#### Excerpt to read

Tuesday 9 February 2021

Pandemic origins according to WHO

The government has announced its plan for organised quarantine hotels for travellers returning to the UK from overseas, at a cost of £1,700 for an obligatory ten day stay for entrants from high risk countries. This includes two covid tests while confined in personal isolation. Only rich people and executive business travellers will be able to afford this. At the moment foreign holiday travel is considered illegal. A surreal notion. The hopes of an air travel industry revival any time soon are being dashed, as infection rates are still high, even if declining slowly. Any easing of restrictions and return to some kind of normality could take longer to arrive than we expect or wish for.

The WHO investigative committee has reported on its visit to Wuhan. Their findings rule out an accidental release of a virus from a research lab there. The market at the centre of the initial outbreak is thought to be the place where the virus, occurring in bats, may have crossed the species barrier, perhaps to other animals before crossing the barrier to humans. Something similar I guess may have happened in other parts of the world spontaneously, given there are reports of covid traces being found in waste water in other countries at or before the first reported outbreak. 

We're already learning from recent experience that very similar if not identical new mutations in covid19 are emerging in this way, so why not. Right at the start of the crisis environmental health experts said this kind of thing was inevitable because of the breakdown of natural ecosystem complexity which normally would check the spread of new viral mutations and the crossing of species barriers to humans. Biodiversity loss all over the planet, no matter what complex mix of species a region may contain, has a similar outcome. Humans are now reaping a disaster they have sown.

########
#### Extracted data

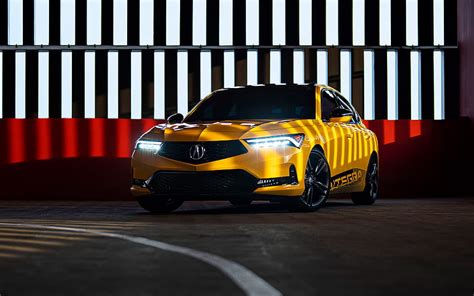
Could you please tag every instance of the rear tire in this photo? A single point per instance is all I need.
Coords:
(317, 183)
(155, 204)
(371, 191)
(240, 202)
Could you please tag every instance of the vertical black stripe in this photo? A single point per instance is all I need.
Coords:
(3, 22)
(380, 74)
(147, 83)
(212, 22)
(292, 23)
(186, 22)
(239, 20)
(425, 20)
(398, 22)
(28, 22)
(194, 70)
(107, 33)
(319, 22)
(404, 90)
(372, 22)
(345, 22)
(265, 22)
(287, 65)
(159, 22)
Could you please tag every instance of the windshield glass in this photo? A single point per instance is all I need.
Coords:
(278, 102)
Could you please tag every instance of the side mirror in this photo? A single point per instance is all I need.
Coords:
(341, 115)
(175, 118)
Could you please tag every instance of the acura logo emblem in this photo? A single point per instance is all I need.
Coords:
(196, 152)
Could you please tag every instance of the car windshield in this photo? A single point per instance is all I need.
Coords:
(277, 102)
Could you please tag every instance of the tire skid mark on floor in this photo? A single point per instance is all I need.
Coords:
(250, 283)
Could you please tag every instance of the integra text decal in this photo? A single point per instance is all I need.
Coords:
(346, 178)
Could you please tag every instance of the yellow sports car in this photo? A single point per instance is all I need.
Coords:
(293, 144)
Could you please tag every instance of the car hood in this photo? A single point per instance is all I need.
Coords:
(224, 130)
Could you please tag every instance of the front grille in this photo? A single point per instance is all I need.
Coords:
(203, 183)
(214, 150)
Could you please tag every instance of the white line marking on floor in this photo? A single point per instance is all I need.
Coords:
(248, 281)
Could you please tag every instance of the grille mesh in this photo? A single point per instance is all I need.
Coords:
(203, 183)
(214, 150)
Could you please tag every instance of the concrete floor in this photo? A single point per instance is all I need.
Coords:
(412, 247)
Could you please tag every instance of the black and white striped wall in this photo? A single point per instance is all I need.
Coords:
(394, 59)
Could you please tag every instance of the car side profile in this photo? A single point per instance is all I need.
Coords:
(294, 144)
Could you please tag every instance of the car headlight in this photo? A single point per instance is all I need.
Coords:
(148, 145)
(277, 141)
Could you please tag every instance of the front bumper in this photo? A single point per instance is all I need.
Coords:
(272, 171)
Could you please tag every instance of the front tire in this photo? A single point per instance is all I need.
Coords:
(155, 204)
(371, 191)
(317, 178)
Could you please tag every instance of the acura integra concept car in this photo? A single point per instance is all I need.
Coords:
(293, 144)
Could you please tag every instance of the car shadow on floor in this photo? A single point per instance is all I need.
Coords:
(211, 208)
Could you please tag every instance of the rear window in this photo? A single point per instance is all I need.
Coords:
(273, 103)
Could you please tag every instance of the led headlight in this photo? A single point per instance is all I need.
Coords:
(277, 141)
(148, 145)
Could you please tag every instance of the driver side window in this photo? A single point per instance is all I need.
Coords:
(328, 104)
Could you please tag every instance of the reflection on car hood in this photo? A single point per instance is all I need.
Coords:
(224, 130)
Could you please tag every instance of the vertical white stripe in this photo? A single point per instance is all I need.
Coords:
(146, 22)
(346, 74)
(369, 85)
(15, 22)
(412, 22)
(41, 22)
(199, 22)
(68, 22)
(225, 22)
(43, 84)
(252, 67)
(89, 84)
(206, 73)
(332, 22)
(112, 84)
(94, 13)
(385, 23)
(415, 84)
(229, 68)
(120, 22)
(358, 22)
(298, 66)
(439, 87)
(275, 66)
(306, 23)
(172, 22)
(20, 68)
(66, 84)
(278, 22)
(183, 81)
(322, 66)
(1, 84)
(392, 85)
(252, 22)
(438, 22)
(136, 84)
(159, 112)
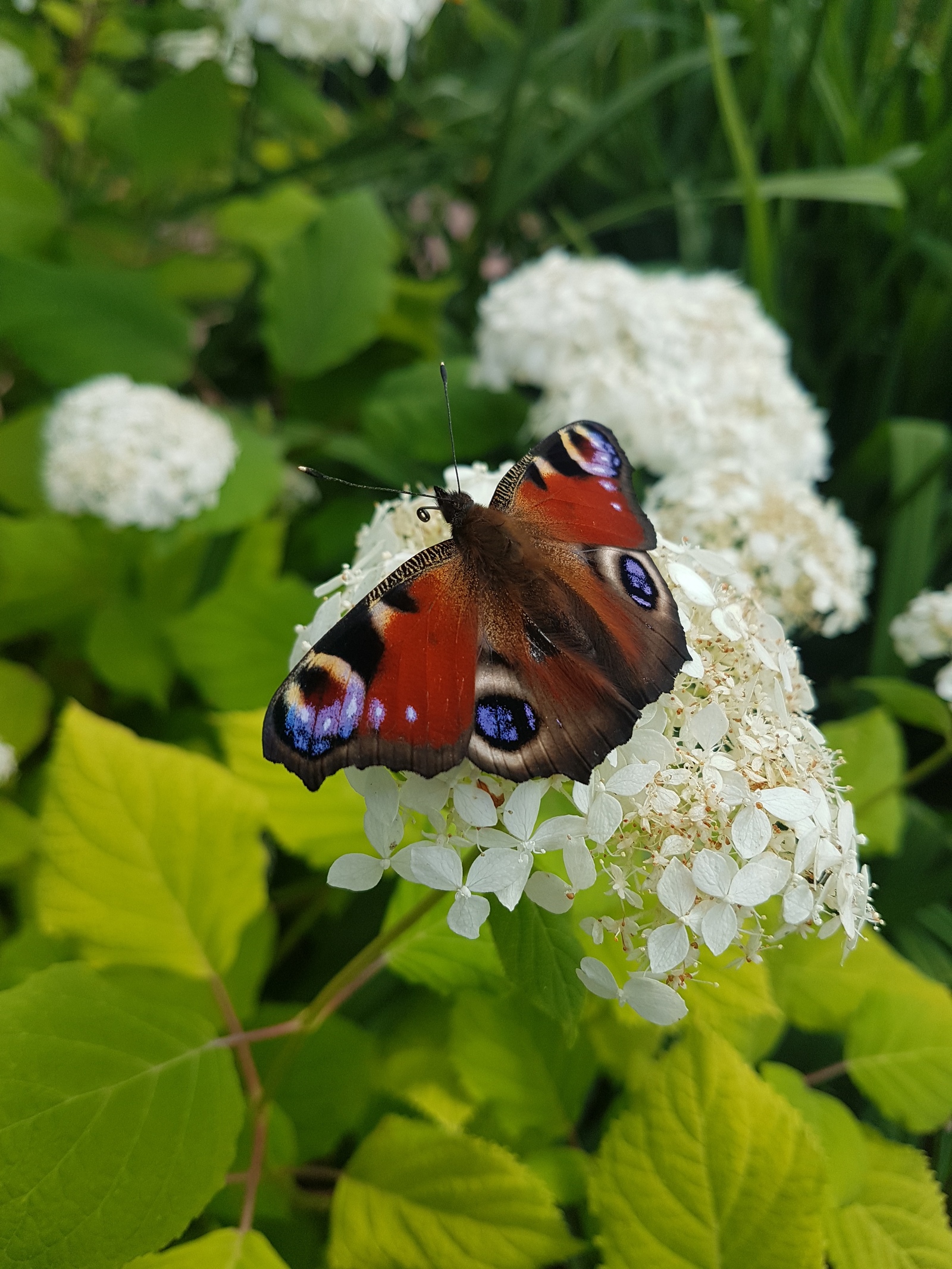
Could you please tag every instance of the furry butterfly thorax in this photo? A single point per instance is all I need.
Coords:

########

(Assigned task A) According to the post on pandemic origins, what do the WHO investigative committee's findings rule out?
(Assigned task B) In the post on pandemic origins, list every kind of host that the account of the market outbreak names as part of the virus's passage across the species barrier.
(Assigned task C) Write a continuation of the post on pandemic origins, picking up right after its closing sentence.

(Task response A) They rule out an accidental release of a virus from a research lab in Wuhan.

(Task response B) Bats, other animals, humans

(Task response C)
It's been another bitterly freezing cold day with strong wind. Again it was a challenge to walk in the park in the afternoon and stay warm. Yesterday afternoon I took a photo of a Tesco trolley parked on a hillock by the north west entrance of Llandaff Fields, noticed over the weekend. I posted the picture on Instagram tagging Tesco Metro's community service team. By this afternoon it wasn't there, hopefully retrieved and returned to service. I was leased about that.

I spent rather a lot of time later in the day shifting my collection of Ibiza photos from one Google Photos account to another, having discovered I uploaded them to my Google Blogger account without realising, many months ago. I need all the free space of that account for texts posted over the past fourteen years - yes, that's how long it is since I started with my first 'Edge of the Centre' blog.

It was good to hear this evening that the American Senate has voted to proceed with impeaching Donald Trump. It may not lead to a two thirds majority decision to convict him, but at least the full story will be told and stay on the record. It will be there to be quoted against Trump if he decides to run for a second term as President in four years time. And then the voters can made another hopefully informed decision on the basis of what they know then.